* TASK STATEMENT: Copy the lines below verbatim, but only from the line containing "# for each instance of the wooden" through the end of the data.

(Stored entries)
──────

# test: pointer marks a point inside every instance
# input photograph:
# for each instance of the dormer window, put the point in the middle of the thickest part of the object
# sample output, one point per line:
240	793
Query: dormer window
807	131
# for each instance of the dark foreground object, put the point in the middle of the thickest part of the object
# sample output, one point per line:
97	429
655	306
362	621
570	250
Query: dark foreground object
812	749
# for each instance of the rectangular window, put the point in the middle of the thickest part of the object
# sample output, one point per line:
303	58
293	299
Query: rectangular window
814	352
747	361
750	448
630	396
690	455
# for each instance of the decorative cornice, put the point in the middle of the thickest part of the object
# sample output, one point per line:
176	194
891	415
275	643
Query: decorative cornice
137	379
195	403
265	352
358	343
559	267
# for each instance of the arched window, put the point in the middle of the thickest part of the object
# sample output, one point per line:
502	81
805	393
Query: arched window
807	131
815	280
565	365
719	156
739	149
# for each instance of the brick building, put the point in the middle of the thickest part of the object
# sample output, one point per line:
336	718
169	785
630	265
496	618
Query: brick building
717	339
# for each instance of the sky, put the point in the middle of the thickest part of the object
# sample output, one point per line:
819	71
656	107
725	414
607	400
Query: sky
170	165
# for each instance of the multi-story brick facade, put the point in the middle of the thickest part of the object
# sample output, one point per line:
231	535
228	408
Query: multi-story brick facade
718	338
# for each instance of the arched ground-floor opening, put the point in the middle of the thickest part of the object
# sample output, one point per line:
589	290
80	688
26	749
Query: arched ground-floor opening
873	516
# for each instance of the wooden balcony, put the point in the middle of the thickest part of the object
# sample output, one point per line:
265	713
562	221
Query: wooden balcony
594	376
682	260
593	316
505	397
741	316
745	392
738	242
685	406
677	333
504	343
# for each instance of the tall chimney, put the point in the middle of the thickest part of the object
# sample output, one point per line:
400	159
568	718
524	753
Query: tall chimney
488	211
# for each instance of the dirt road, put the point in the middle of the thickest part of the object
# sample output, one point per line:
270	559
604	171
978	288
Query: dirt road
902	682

──────

* COMPLETE ANSWER:
# for each instance of the wooden balcony, put the point in the middle of the thickest part of the object
# sample output, one point per line:
265	713
562	221
Query: wooden balcony
594	376
682	260
593	316
505	397
741	316
745	392
738	242
685	406
677	333
504	343
# for each instance of the tall chimney, put the point in the middle of the thickest part of the object
# sample output, one point per line:
400	159
568	718
524	753
Query: tall chimney
488	211
# for each instance of the dirt road, put the point in the middle of the thickest part of the object
# sample output, one point per line:
270	559
604	171
978	288
Query: dirt road
902	682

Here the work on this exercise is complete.